◆ INFORMATION SHOWN ◆
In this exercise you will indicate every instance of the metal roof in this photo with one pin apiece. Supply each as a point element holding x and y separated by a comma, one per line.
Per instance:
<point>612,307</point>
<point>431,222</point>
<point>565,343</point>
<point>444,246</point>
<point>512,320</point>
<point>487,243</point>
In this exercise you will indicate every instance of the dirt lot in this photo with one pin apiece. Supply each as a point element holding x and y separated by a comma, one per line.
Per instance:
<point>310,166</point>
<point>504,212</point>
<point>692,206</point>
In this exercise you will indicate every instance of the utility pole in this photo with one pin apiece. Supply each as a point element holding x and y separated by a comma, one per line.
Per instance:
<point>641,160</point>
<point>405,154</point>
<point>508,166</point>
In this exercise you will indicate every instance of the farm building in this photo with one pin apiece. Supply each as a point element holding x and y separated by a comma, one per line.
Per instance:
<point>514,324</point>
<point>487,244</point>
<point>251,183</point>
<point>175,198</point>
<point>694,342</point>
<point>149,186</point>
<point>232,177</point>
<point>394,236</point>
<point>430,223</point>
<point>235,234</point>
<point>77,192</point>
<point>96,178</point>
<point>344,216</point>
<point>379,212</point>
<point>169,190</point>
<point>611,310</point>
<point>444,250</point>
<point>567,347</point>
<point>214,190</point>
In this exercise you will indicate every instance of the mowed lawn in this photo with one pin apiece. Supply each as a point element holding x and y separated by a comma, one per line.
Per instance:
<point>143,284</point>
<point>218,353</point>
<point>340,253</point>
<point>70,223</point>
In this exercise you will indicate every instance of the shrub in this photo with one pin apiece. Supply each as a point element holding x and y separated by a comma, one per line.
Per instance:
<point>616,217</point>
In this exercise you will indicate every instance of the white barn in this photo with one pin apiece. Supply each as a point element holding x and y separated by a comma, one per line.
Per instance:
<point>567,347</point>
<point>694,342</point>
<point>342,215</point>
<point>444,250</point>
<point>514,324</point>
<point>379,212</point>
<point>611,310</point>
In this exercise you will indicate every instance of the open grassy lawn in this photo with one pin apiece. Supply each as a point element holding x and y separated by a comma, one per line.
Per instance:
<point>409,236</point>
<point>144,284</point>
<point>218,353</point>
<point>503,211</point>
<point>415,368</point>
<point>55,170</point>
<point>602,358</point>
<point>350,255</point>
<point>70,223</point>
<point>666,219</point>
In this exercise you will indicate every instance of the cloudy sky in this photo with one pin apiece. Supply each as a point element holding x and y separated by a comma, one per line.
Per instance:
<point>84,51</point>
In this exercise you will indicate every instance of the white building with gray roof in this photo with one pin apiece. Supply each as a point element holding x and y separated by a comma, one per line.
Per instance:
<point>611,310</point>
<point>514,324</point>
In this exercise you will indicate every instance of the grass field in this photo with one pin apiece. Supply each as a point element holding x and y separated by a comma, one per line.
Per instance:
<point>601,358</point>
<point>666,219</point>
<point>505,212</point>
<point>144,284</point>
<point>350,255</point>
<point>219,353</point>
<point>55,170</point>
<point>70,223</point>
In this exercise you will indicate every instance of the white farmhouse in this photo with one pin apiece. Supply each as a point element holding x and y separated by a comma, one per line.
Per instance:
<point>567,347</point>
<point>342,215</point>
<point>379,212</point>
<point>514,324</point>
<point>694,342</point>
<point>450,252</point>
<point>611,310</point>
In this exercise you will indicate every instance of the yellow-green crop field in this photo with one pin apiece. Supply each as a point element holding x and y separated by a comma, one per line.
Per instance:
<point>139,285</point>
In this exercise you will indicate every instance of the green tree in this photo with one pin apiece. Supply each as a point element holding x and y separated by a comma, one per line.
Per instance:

◆ WHAT THIS TASK INVOLVES ◆
Your reply should match the data above exactly, line for line.

◆ ANSWER SECTION ◆
In this exercise you will indicate every instance of the metal roof in this photo with one pin apiece. Supply each as a point element holding x and y separated by a comma, one per line.
Per instance:
<point>612,307</point>
<point>431,222</point>
<point>565,343</point>
<point>444,246</point>
<point>512,320</point>
<point>487,243</point>
In this exercise you will indicate every instance of the dirt lot in this photo with one pin apiece. Supply each as a point element holding x and y separated by a comma, one per line.
Per instance:
<point>310,166</point>
<point>504,212</point>
<point>692,206</point>
In this exercise you will indicate every instance of the utility pole in this photo with one pin apiece. Supply each as a point element holding x and y separated by a comma, one per line.
Per instance:
<point>641,160</point>
<point>405,154</point>
<point>508,166</point>
In this exercise you will indicate every instance of the farm building in this photo with one pin apiece. Supply each as a point element holding x and y separated by a comma, one per line.
Per instance:
<point>514,324</point>
<point>487,244</point>
<point>251,183</point>
<point>175,198</point>
<point>694,342</point>
<point>149,186</point>
<point>232,177</point>
<point>394,236</point>
<point>430,223</point>
<point>235,234</point>
<point>77,192</point>
<point>96,178</point>
<point>344,216</point>
<point>379,212</point>
<point>169,190</point>
<point>611,310</point>
<point>444,250</point>
<point>567,347</point>
<point>214,190</point>
In this exercise you will indicate every instance of the mowed lawn in this photo with one pin apiece. Supply each as a point element holding x and y separated by a comma, one per line.
Per instance:
<point>143,284</point>
<point>218,353</point>
<point>340,253</point>
<point>70,223</point>
In this exercise you will indicate every instance of the shrub in this photo with one pin apiece. Supply each as a point element holding x and y separated by a comma, one per line.
Per instance:
<point>616,217</point>
In this exercise you will indicate every instance of the white barn in this photo with one pin apiece. Supply each as a point element holding x and y separated by a comma, one per line.
Per instance:
<point>567,347</point>
<point>694,342</point>
<point>342,215</point>
<point>444,250</point>
<point>514,324</point>
<point>379,212</point>
<point>611,310</point>
In this exercise you will indicate every instance of the open grassy lawn in this photo with one pin apiece. Supply each as a point element holding x and y separated by a comma, one per line.
Per instance:
<point>409,236</point>
<point>144,284</point>
<point>218,353</point>
<point>503,211</point>
<point>415,368</point>
<point>55,170</point>
<point>602,358</point>
<point>350,255</point>
<point>70,223</point>
<point>666,219</point>
In this exercise you will indicate every instance of the cloudy sky in this photo with one pin apiece. Supply each as a point element holding x and y separated by a comma, one per line.
Per instance:
<point>84,51</point>
In this exercise you will indicate every instance of the white building with gray roof in this photo with one pin apiece. Supply each as a point element holding x and y separated by a comma, one per line.
Per instance:
<point>611,310</point>
<point>514,324</point>
In this exercise you will indicate every instance of the grass field in this photo with one pin apiece. Supply each as a point element holding x and y separated by a comma, one per line.
Per instance:
<point>601,358</point>
<point>666,219</point>
<point>505,212</point>
<point>144,284</point>
<point>350,255</point>
<point>219,353</point>
<point>55,170</point>
<point>70,223</point>
In this exercise you will indicate every instance of the white farmhouse in this photo with one pin apiece. Supply each as a point element holding x and y separated by a comma, one per line.
Per instance:
<point>567,347</point>
<point>342,215</point>
<point>379,212</point>
<point>514,324</point>
<point>694,342</point>
<point>450,252</point>
<point>611,310</point>
In this exercise you will indicate every instance of the yellow-green crop field in this photo with one pin apiece. Supply each as a point element holding x and y separated by a comma, one per line.
Per instance:
<point>139,285</point>
In this exercise you will indicate every instance of the green tree in this photo with one pin apiece. Supply each as a point element holding x and y separated by a comma, one per line.
Per instance:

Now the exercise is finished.